[Problem to solve] Return all of the entries exactly as written.

[Pointing dataset excerpts]
========

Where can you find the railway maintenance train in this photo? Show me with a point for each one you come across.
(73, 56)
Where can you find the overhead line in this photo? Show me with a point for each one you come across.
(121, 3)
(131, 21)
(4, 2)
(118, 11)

========

[Solution for this task]
Where can you find the railway maintenance train in this photo? Show me with a point for each one you come across.
(73, 56)
Where can you find the overhead line in this photo? Show me with a point for each one you come across.
(121, 3)
(131, 21)
(4, 2)
(118, 11)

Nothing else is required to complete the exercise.